SET PROBLEM
Reproduce the data verbatim from its first line through the line containing "[124,53,128,68]", with both of those lines included.

THE DATA
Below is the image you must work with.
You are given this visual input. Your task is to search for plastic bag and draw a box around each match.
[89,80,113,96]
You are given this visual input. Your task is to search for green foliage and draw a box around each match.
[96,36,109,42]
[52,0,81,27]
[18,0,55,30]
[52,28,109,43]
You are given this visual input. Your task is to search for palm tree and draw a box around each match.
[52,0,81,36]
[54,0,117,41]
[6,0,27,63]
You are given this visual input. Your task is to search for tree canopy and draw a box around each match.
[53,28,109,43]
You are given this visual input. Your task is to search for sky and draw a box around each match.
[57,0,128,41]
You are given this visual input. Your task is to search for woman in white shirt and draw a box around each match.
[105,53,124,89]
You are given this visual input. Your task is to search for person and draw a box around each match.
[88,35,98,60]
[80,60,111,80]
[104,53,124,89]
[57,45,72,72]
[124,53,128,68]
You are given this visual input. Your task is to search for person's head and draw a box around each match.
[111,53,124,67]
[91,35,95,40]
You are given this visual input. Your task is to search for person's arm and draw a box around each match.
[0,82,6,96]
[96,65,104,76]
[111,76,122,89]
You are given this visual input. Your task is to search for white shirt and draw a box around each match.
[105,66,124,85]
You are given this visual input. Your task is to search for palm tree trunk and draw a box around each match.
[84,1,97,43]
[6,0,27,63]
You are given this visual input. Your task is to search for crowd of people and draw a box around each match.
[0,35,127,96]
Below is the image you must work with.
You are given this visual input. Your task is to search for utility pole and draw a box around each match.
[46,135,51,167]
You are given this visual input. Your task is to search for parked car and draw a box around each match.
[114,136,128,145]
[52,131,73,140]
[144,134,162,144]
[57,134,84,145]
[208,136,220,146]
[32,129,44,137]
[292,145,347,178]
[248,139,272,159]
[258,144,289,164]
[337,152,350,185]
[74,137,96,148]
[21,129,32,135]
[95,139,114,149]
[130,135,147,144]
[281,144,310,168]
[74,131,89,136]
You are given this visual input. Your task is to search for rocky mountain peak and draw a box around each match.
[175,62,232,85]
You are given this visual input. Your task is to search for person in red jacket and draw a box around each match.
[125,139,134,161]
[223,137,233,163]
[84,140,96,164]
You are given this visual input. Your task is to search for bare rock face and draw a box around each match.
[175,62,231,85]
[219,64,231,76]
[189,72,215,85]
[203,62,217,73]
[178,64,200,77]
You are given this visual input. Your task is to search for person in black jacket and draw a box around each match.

WRITTEN SOLUTION
Below is the image you must work with.
You are given this visual input. Your task is to search for plastic bag and draw a box around each match.
[89,80,113,96]
You are given this visual input. Your task is to search for green foliage and draw a box around each match.
[96,36,109,42]
[52,0,81,27]
[18,0,55,30]
[52,28,109,43]
You are given this visual input. Your task is to search for palm tree and draw a box around each match.
[52,0,81,36]
[54,0,117,41]
[6,0,27,63]
You are given this visual input. Your task is to search for tree canopy and draw a box around each match.
[53,28,109,43]
You are given this visual input. Your task is to search for sky and draw a box around each match.
[57,0,128,41]
You are given this visual input. Your task is to search for woman in white shirt and draw a box around each match.
[105,53,124,89]
You are given this visual input. Your task is to search for person and draw a box around each match.
[88,35,98,60]
[80,60,111,80]
[104,53,124,89]
[57,45,72,72]
[124,53,128,68]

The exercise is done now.